Single by Willow

from the album Ardipithecus
- Released: December 11, 2015
- Genre: Alternative R&B; experimental pop;
- Length: 3:16
- Label: Roc Nation; Interscope;
- Songwriters: James Chul Rim; Willow;
- Producer: James Chul Rim

Willow singles chronology
| "Why Don't You Cry" (2015) | "Wait a Minute!" (2015) | "Romance" (2017) |

= Wait a Minute! =

"Wait a Minute!" is a song by American singer-songwriter Willow, released simultaneously as the second and final single of her debut album Ardipithecus by Roc Nation and Interscope Records on December 11, 2015. The song was written by Willow alongside producer James Chul Rim.

==Commercial performance==
"Wait a Minute!" saw little success upon release in 2015. It was not until four years later that it started to gain traction. In the spring of 2019, the track inspired the #HereRightNow dance challenge on the social media platform TikTok, where it went viral, becoming a sleeper hit.

**COMPLETE THE FOLLOWING**
1. Answer these questions from the article on the song "Wait a Minute!":
(a) What is the length of the song?
(b) Who produced the song?
(c) On which social media platform did the song go viral?
2. Reproduce the passage of the article on the song "Wait a Minute!" that begins at the words "from the album" and stops after "James Chul Rim.".
3. State whether each statement agrees with the article on the song "Wait a Minute!". Answer yes or no, and quote the words from the article that decide it.
(a) The song was released on December 11, 2015.
(b) The song was successful as soon as it came out.
(c) Willow wrote the song without any co-writer.

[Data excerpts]
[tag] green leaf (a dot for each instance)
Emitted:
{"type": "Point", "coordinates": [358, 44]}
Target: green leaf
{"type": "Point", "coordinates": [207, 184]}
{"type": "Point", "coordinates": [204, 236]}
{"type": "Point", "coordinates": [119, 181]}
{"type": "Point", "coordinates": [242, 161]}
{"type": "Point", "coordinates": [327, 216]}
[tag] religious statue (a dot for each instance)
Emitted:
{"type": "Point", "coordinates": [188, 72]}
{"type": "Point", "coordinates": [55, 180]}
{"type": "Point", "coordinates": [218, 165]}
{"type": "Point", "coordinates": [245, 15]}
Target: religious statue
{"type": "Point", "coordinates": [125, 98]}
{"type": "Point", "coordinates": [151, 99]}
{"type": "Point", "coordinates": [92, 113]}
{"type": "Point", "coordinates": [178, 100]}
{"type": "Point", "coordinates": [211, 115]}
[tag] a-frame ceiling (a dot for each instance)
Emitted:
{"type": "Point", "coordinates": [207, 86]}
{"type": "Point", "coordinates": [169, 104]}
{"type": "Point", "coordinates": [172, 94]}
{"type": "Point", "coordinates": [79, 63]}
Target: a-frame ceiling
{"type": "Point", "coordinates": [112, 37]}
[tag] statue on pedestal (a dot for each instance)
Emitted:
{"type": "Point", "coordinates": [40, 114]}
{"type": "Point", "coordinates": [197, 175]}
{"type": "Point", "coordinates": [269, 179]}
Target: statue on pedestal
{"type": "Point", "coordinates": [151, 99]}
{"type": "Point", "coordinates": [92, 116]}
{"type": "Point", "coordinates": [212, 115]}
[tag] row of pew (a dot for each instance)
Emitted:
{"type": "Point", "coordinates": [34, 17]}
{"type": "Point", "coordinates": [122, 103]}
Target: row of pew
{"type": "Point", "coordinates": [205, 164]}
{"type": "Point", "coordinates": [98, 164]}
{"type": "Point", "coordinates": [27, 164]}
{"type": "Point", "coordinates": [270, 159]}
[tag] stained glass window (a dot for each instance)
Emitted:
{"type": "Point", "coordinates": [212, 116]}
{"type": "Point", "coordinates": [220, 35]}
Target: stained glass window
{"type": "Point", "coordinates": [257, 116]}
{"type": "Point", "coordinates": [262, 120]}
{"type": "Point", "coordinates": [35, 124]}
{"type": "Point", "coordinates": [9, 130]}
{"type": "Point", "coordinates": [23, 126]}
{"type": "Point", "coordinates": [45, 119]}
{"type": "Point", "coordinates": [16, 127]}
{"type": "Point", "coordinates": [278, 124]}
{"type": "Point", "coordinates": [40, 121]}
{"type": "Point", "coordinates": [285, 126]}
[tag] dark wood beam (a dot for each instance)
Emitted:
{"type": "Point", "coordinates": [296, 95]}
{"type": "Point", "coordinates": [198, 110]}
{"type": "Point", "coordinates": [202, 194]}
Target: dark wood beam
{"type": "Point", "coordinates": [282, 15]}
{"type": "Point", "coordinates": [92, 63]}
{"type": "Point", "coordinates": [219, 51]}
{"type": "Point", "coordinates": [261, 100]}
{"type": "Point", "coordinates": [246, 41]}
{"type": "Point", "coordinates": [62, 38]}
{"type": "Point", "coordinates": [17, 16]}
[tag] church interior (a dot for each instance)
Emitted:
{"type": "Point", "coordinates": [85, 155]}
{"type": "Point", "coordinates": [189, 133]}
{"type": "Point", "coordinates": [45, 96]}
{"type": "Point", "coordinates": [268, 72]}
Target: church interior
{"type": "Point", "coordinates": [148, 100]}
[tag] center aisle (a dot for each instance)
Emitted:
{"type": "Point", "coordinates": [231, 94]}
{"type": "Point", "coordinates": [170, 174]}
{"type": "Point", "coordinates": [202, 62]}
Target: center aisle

**RESULTS BY TASK**
1.
(a) 3:16
(b) James Chul Rim
(c) TikTok

2.
from the album Ardipithecus
- Released: December 11, 2015
- Genre: Alternative R&B; experimental pop;
- Length: 3:16
- Label: Roc Nation; Interscope;
- Songwriters: James Chul Rim; Willow;
- Producer: James Chul Rim

Willow singles chronology
| "Why Don't You Cry" (2015) | "Wait a Minute!" (2015) | "Romance" (2017) |

= Wait a Minute! =

"Wait a Minute!" is a song by American singer-songwriter Willow, released simultaneously as the second and final single of her debut album Ardipithecus by Roc Nation and Interscope Records on December 11, 2015. The song was written by Willow alongside producer James Chul Rim.

3.
(a) Yes: "on December 11, 2015"
(b) No: "saw little success upon release in 2015"
(c) No: "written by Willow alongside producer James Chul Rim"